Restate, word for word, all of the material shown below.

MATERIAL FOR THE TASK:

<<<<

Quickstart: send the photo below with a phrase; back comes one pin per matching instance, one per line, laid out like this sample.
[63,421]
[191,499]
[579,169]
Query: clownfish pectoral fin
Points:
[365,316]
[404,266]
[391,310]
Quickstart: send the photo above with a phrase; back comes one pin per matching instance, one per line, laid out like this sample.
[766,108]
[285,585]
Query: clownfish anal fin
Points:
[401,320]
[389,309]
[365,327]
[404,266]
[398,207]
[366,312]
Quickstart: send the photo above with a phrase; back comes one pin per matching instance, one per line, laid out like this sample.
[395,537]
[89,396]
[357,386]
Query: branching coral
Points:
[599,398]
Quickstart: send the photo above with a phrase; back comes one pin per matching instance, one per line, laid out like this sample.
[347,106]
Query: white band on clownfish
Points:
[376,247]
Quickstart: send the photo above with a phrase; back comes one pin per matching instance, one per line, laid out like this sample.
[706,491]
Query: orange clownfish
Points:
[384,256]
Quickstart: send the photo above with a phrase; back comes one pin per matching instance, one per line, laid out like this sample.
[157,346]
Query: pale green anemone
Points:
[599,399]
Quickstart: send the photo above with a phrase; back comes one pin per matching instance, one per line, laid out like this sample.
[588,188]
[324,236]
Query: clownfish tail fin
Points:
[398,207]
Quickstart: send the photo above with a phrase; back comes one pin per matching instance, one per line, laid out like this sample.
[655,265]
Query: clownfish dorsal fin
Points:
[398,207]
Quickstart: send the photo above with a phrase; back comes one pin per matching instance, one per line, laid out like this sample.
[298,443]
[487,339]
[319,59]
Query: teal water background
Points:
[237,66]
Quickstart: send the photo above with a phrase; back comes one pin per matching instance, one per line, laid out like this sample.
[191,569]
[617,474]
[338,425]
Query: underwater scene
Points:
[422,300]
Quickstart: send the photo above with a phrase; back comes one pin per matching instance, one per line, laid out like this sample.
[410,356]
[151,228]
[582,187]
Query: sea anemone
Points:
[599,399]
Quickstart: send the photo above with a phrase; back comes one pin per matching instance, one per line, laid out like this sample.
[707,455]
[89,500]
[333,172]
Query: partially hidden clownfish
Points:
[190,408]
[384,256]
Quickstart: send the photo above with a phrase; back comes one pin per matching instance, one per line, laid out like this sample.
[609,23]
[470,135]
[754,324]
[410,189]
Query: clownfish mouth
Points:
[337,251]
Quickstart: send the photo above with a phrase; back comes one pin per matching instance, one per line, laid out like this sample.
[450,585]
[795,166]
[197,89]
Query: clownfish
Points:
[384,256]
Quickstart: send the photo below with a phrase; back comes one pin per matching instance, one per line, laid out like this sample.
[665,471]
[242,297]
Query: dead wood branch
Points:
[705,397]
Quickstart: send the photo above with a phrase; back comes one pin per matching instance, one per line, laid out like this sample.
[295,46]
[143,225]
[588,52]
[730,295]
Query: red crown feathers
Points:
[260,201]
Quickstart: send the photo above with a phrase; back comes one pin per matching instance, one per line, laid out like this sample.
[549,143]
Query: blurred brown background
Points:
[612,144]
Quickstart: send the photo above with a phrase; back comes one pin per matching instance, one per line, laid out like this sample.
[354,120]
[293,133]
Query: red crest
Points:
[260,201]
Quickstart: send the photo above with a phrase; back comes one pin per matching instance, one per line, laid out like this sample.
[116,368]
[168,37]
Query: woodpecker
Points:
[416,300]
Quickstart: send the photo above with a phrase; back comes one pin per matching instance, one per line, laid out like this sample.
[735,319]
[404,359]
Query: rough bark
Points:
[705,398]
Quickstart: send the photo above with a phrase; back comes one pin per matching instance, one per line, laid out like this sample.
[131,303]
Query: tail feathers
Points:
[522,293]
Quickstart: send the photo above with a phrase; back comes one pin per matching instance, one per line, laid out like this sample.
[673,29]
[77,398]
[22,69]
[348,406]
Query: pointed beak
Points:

>>>>

ANSWER TO THIS EXERCISE:
Quickstart: send the photo below with a phrase; back comes one pin per matching instance, one per line, laid out like this sample.
[63,421]
[191,499]
[579,169]
Query: clownfish pectoral fin
Points:
[365,316]
[404,266]
[391,310]
Quickstart: send the photo above with a phrase; back comes one pin per matching instance, one per line, laid out like this sample.
[766,108]
[285,585]
Query: clownfish anal fin
Points:
[401,320]
[389,309]
[365,327]
[404,266]
[398,207]
[366,312]
Quickstart: send the photo above with a phrase; back comes one pin per matching instance, one per line, laid out like this sample.
[395,537]
[89,396]
[357,386]
Query: branching coral
Points:
[599,398]
Quickstart: send the photo above with a phrase; back comes one pin per matching instance, one per line, laid out like this sample.
[347,106]
Query: white band on clownfish
Points:
[376,247]
Quickstart: send the photo above with a phrase; back comes one pin per matching instance, one per line, laid out like this sample.
[706,491]
Query: orange clownfish
Points:
[384,256]
Quickstart: send the photo above with a phrase; back comes one pin per matching instance, one per line, laid out like this sample.
[157,346]
Query: pale green anemone
Points:
[599,399]
Quickstart: send the photo above with a phrase; back comes one pin per matching instance, one per line, laid out like this sample.
[588,188]
[324,236]
Query: clownfish tail fin
Points:
[398,207]
Quickstart: send the photo above with a phrase; back comes one pin per matching instance, one per line, laid out like this sample.
[655,265]
Query: clownfish dorsal fin
Points:
[398,207]
Quickstart: send the photo above with a phrase; back comes one pin per matching instance, one per line, laid out like this sample.
[298,443]
[487,339]
[319,59]
Query: teal water background
Points:
[237,66]
Quickstart: send the photo above with a phrase; back comes one pin per matching instance, one per line, laid out like this sample.
[191,569]
[617,474]
[338,425]
Query: underwater scene
Points:
[422,300]
Quickstart: send the photo above with a phrase; back comes one pin per matching instance, one per line, laid out like this sample.
[410,356]
[151,228]
[582,187]
Query: sea anemone
Points:
[599,399]
Quickstart: send the photo above with a phrase; back comes one pin per matching instance, one per line, laid out like this sample.
[707,455]
[89,500]
[333,172]
Query: partially hidden clownfish
Points:
[190,408]
[384,256]
Quickstart: send the photo above with a phrase; back comes one pin per matching instance, one per line, laid out like this sample.
[609,23]
[470,135]
[754,324]
[410,189]
Query: clownfish mouth
Points:
[337,251]
Quickstart: send the photo above with a phrase; back comes one pin per matching instance, one per line, laid out like this sample.
[450,585]
[795,166]
[197,89]
Query: clownfish
Points:
[384,256]
Quickstart: send the photo below with a phrase; back comes one pin per matching instance, one per line, laid out like this sample.
[665,471]
[242,297]
Query: dead wood branch
Points:
[705,397]
Quickstart: send the photo above with a phrase; back comes one pin per matching instance, one per line, laid out like this sample.
[295,46]
[143,225]
[588,52]
[730,295]
Query: red crown feathers
Points:
[260,201]
Quickstart: send the photo above with a phrase; back comes one pin per matching instance, one per line, laid out like this sample.
[549,143]
Query: blurred brown background
Points:
[612,144]
Quickstart: send the photo above with a phrase; back comes one pin per matching instance, one per line, laid out like this sample.
[354,120]
[293,133]
Query: red crest
Points:
[260,201]
Quickstart: send the photo above with a phrase; back comes one pin per matching instance, one per line, laid out like this sample.
[116,368]
[168,37]
Query: woodpecker
Points:
[416,300]
Quickstart: send the photo above with a phrase; back comes one pin per matching instance, one per line, laid out like this sample.
[735,319]
[404,359]
Query: rough bark
Points:
[705,398]
Quickstart: send the photo above with a phrase; back comes one pin per matching instance, one per line, laid out like this sample.
[131,303]
Query: tail feathers
Points:
[522,293]
Quickstart: send the photo above with a phrase; back comes one pin per matching instance, one per line, laid out like this sample.
[673,29]
[77,398]
[22,69]
[348,406]
Query: pointed beak
Points:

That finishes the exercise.